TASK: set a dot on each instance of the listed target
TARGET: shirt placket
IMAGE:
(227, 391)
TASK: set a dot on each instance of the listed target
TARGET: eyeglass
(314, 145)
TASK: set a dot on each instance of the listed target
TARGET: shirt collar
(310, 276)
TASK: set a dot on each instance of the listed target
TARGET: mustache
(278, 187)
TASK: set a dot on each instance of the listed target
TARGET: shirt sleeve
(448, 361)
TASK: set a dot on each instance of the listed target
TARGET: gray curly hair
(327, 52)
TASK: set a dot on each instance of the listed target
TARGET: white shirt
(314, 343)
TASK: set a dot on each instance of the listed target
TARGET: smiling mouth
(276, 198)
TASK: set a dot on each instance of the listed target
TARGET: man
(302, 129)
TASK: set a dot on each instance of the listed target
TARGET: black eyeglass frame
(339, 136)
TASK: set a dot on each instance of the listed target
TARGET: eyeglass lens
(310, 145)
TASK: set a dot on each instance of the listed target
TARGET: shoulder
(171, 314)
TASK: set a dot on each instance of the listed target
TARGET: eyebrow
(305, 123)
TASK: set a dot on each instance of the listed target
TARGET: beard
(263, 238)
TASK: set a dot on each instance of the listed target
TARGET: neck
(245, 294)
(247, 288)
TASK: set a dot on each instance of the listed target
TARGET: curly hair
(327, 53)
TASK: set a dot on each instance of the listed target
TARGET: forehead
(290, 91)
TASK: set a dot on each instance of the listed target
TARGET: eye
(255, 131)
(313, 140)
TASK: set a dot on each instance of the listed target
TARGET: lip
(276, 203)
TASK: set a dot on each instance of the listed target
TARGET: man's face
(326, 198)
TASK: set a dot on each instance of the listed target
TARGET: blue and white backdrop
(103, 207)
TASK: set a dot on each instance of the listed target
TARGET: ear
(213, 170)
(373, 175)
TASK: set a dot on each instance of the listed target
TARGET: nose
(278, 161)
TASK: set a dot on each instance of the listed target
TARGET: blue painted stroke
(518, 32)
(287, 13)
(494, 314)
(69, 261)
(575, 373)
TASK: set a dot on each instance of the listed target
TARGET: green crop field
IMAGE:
+ + + +
**Task instructions:**
Print out all the entries precisely as written.

**The completed task:**
TASK: set a dot on each instance of the listed target
TARGET: shirt placket
IMAGE:
(227, 391)
TASK: set a dot on each instance of the listed target
TARGET: eyeglass
(314, 145)
TASK: set a dot on each instance of the listed target
TARGET: shirt collar
(310, 276)
TASK: set a dot on each instance of the listed target
TARGET: mustache
(278, 187)
TASK: set a dot on each instance of the listed target
TARGET: shirt sleeve
(448, 361)
TASK: set a dot on each instance of the listed target
TARGET: gray curly hair
(327, 52)
TASK: set a dot on each instance of the listed target
TARGET: white shirt
(314, 343)
TASK: set a dot on each instance of the listed target
TARGET: smiling mouth
(276, 198)
TASK: set a dot on each instance of the listed target
TARGET: man
(302, 129)
TASK: set a dot on each instance of the listed target
TARGET: black eyeglass frame
(339, 136)
TASK: set a dot on each instance of the listed target
TARGET: eyeglass lens
(310, 145)
TASK: set a dot on each instance of the listed target
TARGET: shoulder
(171, 314)
TASK: set a dot on each instance of the listed target
TARGET: eyebrow
(305, 123)
TASK: set a dot on each instance of the listed target
TARGET: beard
(263, 238)
TASK: set a dot on each instance of the listed target
TARGET: neck
(245, 294)
(247, 288)
TASK: set a dot on each instance of the listed target
TARGET: curly hair
(327, 53)
TASK: set a dot on each instance of the listed target
TARGET: forehead
(290, 91)
TASK: set a dot on each instance of the listed target
TARGET: eye
(255, 131)
(313, 140)
TASK: set a dot on each instance of the listed target
TARGET: lip
(276, 203)
TASK: set a dot on each instance of the listed target
TARGET: man's face
(326, 198)
TASK: set a dot on each instance of the listed target
TARGET: blue and white backdrop
(103, 207)
TASK: set a dot on each instance of the listed target
TARGET: ear
(213, 170)
(373, 175)
TASK: set a dot on each instance of the listed target
TARGET: nose
(278, 161)
TASK: set a dot on each instance of the listed target
TARGET: blue painted stroke
(518, 32)
(287, 13)
(494, 314)
(69, 261)
(575, 373)
TASK: set a dot on each instance of the listed target
TARGET: green crop field
IMAGE:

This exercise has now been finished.